**About this exercise:** In exact form, set down only those lines of the material that run from its first line to the line with "with glasses in", inclusive.

BEGIN Information supplied

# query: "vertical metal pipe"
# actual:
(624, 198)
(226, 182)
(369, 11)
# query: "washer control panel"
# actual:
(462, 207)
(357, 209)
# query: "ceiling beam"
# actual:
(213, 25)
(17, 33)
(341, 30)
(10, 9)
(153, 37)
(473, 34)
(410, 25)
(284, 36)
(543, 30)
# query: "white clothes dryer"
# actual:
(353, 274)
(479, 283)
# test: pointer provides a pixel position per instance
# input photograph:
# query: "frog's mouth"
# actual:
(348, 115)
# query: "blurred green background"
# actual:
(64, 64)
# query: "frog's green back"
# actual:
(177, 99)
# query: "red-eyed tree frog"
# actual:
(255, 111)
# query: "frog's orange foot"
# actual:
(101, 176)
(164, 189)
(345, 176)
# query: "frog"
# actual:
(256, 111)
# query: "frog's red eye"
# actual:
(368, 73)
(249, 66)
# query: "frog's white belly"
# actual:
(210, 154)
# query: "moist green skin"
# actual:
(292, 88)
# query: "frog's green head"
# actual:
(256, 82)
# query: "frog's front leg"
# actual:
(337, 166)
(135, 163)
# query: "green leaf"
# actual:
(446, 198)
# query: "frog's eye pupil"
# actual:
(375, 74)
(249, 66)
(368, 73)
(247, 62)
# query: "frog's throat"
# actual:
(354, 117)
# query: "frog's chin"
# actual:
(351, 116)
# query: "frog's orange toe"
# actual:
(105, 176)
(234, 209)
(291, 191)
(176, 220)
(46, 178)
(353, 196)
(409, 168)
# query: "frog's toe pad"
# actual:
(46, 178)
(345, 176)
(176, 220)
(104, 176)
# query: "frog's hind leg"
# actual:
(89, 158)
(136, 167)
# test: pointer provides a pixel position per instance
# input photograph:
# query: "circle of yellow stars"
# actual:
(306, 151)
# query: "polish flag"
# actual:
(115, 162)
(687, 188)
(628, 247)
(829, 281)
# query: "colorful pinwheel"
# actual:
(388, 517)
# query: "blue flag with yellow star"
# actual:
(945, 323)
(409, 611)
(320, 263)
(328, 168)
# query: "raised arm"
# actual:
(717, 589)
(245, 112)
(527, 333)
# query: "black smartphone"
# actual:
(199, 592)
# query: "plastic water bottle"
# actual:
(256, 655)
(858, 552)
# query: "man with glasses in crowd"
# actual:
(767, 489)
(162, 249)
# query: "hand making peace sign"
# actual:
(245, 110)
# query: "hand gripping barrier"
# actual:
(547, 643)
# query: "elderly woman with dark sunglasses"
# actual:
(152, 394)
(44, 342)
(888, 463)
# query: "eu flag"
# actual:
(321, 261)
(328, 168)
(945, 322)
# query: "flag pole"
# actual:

END Information supplied

**Solution below:**
# query: "vertical metal pipe"
# actual:
(624, 198)
(226, 182)
(369, 11)
# query: "washer control panel"
# actual:
(462, 207)
(357, 209)
# query: "ceiling beam"
# actual:
(213, 25)
(17, 33)
(341, 30)
(10, 9)
(153, 37)
(473, 34)
(410, 25)
(284, 36)
(543, 30)
# query: "white clothes dryer"
# actual:
(353, 274)
(479, 283)
# test: pointer provides a pixel position per instance
# input photograph:
# query: "frog's mouth"
# actual:
(348, 115)
# query: "blurred green background"
# actual:
(64, 64)
# query: "frog's green back"
# actual:
(177, 99)
# query: "red-eyed tree frog"
# actual:
(255, 111)
# query: "frog's orange foot"
# actual:
(101, 176)
(164, 189)
(345, 176)
# query: "frog"
# actual:
(256, 111)
# query: "frog's red eye"
# actual:
(368, 73)
(249, 66)
# query: "frog's white belly"
# actual:
(210, 154)
# query: "moist green skin"
# actual:
(292, 88)
# query: "frog's green head"
# actual:
(256, 82)
# query: "frog's front leg"
# actual:
(337, 166)
(135, 163)
# query: "green leaf"
# actual:
(446, 198)
# query: "frog's eye pupil"
# actual:
(375, 74)
(249, 66)
(368, 73)
(247, 62)
# query: "frog's throat"
# actual:
(354, 117)
# query: "frog's chin"
# actual:
(351, 116)
# query: "frog's orange toe"
# actual:
(105, 176)
(234, 209)
(291, 191)
(176, 220)
(46, 178)
(353, 196)
(409, 168)
# query: "frog's toe pad"
# actual:
(46, 178)
(345, 176)
(176, 220)
(104, 176)
# query: "frog's hind leg"
# actual:
(89, 158)
(136, 167)
# test: pointer provides a pixel position per instance
# input photograph:
# query: "circle of yellow stars"
# actual:
(306, 151)
# query: "polish flag"
# actual:
(115, 162)
(687, 188)
(628, 247)
(829, 281)
# query: "colorful pinwheel"
# actual:
(388, 517)
# query: "blue flag with yellow star"
# actual:
(945, 323)
(409, 611)
(320, 263)
(328, 168)
# query: "raised arm"
# actual:
(717, 589)
(245, 112)
(527, 333)
# query: "black smartphone"
# actual:
(199, 592)
# query: "plastic water bottle"
# actual:
(256, 655)
(858, 552)
# query: "man with glasses in crowd"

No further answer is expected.